§ Problems to work on:
**A.** Please reproduce part of the passage on the Azarya case, starting at the words "This case has" and ending after the words "judge Maya Heller.".
**B.** Write the next part of the passage on the Azarya shooting case, picking up after its last sentence.

§ Page text:
This case has caused waves of emotion throughout Israeli society. In the aftermath of the verdict (still without sentence), which Defense Minister Lieberman called ‘harsh’, politicians from right and left have already called for pardon (notably including not only Netanyahu, less surprising, but also Zionist Union Shelly Yechimovitch, slightly more surprising). Hundreds of Azarya’s supporters clashed with police outside the courthouse, threatened to ‘turn the country upside down’ and called for the murder of Chief of Staff Gadi Eisenkot and judge Maya Heller.
With all this hysteria and hyperbole, it can become difficult to see what the case actually is.
When a video came out the day after the shooting, showing Azarya shooting the unarmed, already shot and immobile Abdel Fattah Al-Sharif in the head at point blank, Azarya was first charged with murder, but only a few days later the charge was changed to manslaughter. Netanyahu, who initially went with the ‘responsible’ line of calling for moderation, could not resist the pull of his own mantra that “IDF soldiers are not murderers”, and almost immediately called the family to show sympathy.
Thus within days, the court case was rigged to be within the limits of mainstream Israeli feeling about what is permissible to even contemplate. Israeli soldiers cannot be murderers, no matter what they do, because, as Netanyahu formulates it, they themselves “act against murderers”, so when all is said and done, it must be regarded as self-defense.

§ Information supplied:

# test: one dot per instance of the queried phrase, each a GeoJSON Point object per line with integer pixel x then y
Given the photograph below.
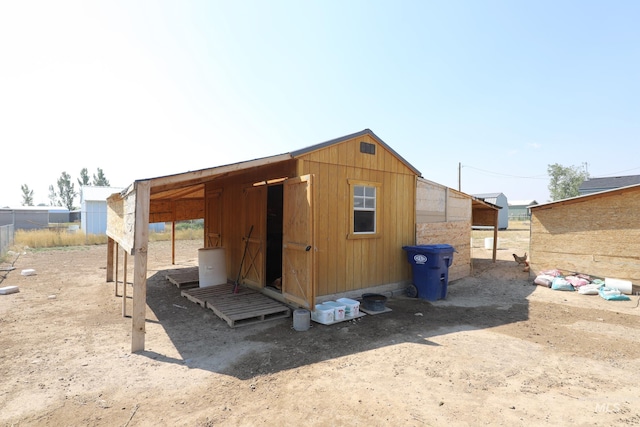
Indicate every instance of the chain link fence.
{"type": "Point", "coordinates": [7, 234]}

§ Per-task outputs:
**A.**
This case has caused waves of emotion throughout Israeli society. In the aftermath of the verdict (still without sentence), which Defense Minister Lieberman called ‘harsh’, politicians from right and left have already called for pardon (notably including not only Netanyahu, less surprising, but also Zionist Union Shelly Yechimovitch, slightly more surprising). Hundreds of Azarya’s supporters clashed with police outside the courthouse, threatened to ‘turn the country upside down’ and called for the murder of Chief of Staff Gadi Eisenkot and judge Maya Heller.

**B.**
This is an axiom that was apparently accepted by the wide Israeli public. No question there – even the political left sees the very conviction, before any sentence is meted out, as worthy of pardon. Azarya is not a murderer, no way – and even if he’s a mere ‘killer’, he deserves pardon.
Another axiom that is not being questioned at all in Israeli legal opinion and mainstream media including Haaretz, is whether Al-Sharif is at all a terrorist. In the reading out of the court decision to convict, Judge Heller said, “We have adopted the conclusion that the terrorist’s death was caused by the shooting by Azaria.”
She repeatedly regarded Al-Sharif as “the terrorist”, although if he indeed was one of the stabbers of the Israeli soldier who was moderately wounded, then he would have been attacking an armed occupying force. By common international legal perception, this act falls under legitimate struggle for “liberation from colonial and foreign domination”. To quote United Nations General Assembly Resolution A/RES/33/24 of 29 November 1978:
“2. Reaffirms the legitimacy of the struggle of peoples for independence, territorial integrity, national unity and liberation from colonial and foreign domination and foreign occupation by all available means, particularly armed struggle;”
But in Israel, this is meaningless. Al-Sharif is considered a ‘terrorist’, no question about it.
Let us look at the actual verdict, which notes that “the terrorist did not pose a threat” and that “there is no grounds for the claim of self-defense”, noting the weight it put on Azarya’s commander’s testimony (Major Tom Neeman) who testified that Azarya said that “this terrorist was alive and he needs to die”.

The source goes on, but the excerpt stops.